_Te doen:_
(1) In welk artikel van de Aanbestedingswet staat volgens het documentfragment dat bepaalde opdrachten zijn uitgezonderd van een aanbestedingsplicht?
(2) Zet de alinea uit het documentfragment die begint met “advies dat wordt gegeven ter voorbereiding” om in een beknopte opsomming, met behoud van de hoofdpunten.

_Documentfragment:_
+++

Uitzondering I

De Aanbestedingswet bepaalt in artikel 2.24 dat bepaalde opdrachten zijn uitgezonderd van een aanbestedingsplicht. De uitzondering ten aanzien van juridische dienstverlening is in verschillende onderdelen van die bepaling terug te vinden:

“d. betreffende arbitrage en bemiddeling;

(…)

h. op juridisch gebied betreffende:

1°.de vertegenwoordiging in rechte van een cliënt in een arbitrage- of bemiddelingsprocedure in een lidstaat van de Europese Unie, in een derde land of voor een internationale arbitrage- of bemiddelingsinstantie, in een procedure voor een rechter of overheidsinstantie van een lidstaat van de Europese Unie of een derde land of voor een internationale rechter of instantie door een persoon die gerechtigd is deze werkzaamheden uit te oefenen onder de benaming advocaat of een daarmee overeenkomstige benaming in een lidstaat van de Europese Unie, in een andere staat die partij is bij de Overeenkomst betreffende de Europese Economische Ruimte of in Zwitserland;

2°.advies dat wordt gegeven ter voorbereiding van de procedures, bedoeld in onderdeel 1°, of indien er concrete aanwijzingen zijn en er een grote kans bestaat dat over de kwestie waarop het advies betrekking heeft, een dergelijke procedure zal worden gevoerd, mits het advies is gegeven door een persoon die gerechtigd is deze werkzaamheden uit te oefenen onder de benaming advocaat of een daarmee overeenkomstige benaming in een lidstaat van de Europese Unie, in een andere staat die partij is bij de Overeenkomst betreffende de Europese Economische Ruimte of in Zwitserland;

(…)

+++

_Uitgelezen gegevens:_
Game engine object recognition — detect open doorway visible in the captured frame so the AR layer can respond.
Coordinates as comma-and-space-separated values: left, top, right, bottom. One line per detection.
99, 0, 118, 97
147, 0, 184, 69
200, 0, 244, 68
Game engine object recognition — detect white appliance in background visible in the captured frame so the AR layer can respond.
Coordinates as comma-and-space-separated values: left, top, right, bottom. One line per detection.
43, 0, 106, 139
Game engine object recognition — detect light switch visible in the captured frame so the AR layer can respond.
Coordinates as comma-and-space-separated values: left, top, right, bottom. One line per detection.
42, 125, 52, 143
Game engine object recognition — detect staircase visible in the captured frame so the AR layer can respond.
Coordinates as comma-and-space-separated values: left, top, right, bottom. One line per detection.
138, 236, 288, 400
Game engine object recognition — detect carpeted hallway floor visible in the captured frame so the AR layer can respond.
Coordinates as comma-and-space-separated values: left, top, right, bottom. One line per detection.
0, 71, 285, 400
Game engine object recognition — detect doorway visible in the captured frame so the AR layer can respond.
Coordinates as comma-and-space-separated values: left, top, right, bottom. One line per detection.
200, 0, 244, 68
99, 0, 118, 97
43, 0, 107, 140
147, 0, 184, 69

+++

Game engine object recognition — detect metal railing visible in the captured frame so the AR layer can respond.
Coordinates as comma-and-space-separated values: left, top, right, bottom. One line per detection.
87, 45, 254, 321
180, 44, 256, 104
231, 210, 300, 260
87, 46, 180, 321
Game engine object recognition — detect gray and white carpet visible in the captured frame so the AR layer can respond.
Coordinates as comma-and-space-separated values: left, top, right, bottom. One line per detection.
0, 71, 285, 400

+++

_Volledige uitwerkingen:_
(1) In artikel 2.24.

(2)
- Uitgezonderd is advies ter voorbereiding van de procedures uit onderdeel 1°.
- Ook uitgezonderd is advies als er concrete aanwijzingen zijn en er een grote kans bestaat dat over de betreffende kwestie zo'n procedure zal worden gevoerd.
- Voorwaarde is dat het advies komt van iemand die gerechtigd is te werken onder de benaming advocaat of een overeenkomstige benaming in een lidstaat van de Europese Unie, in een andere staat die partij is bij de Overeenkomst betreffende de Europese Economische Ruimte of in Zwitserland.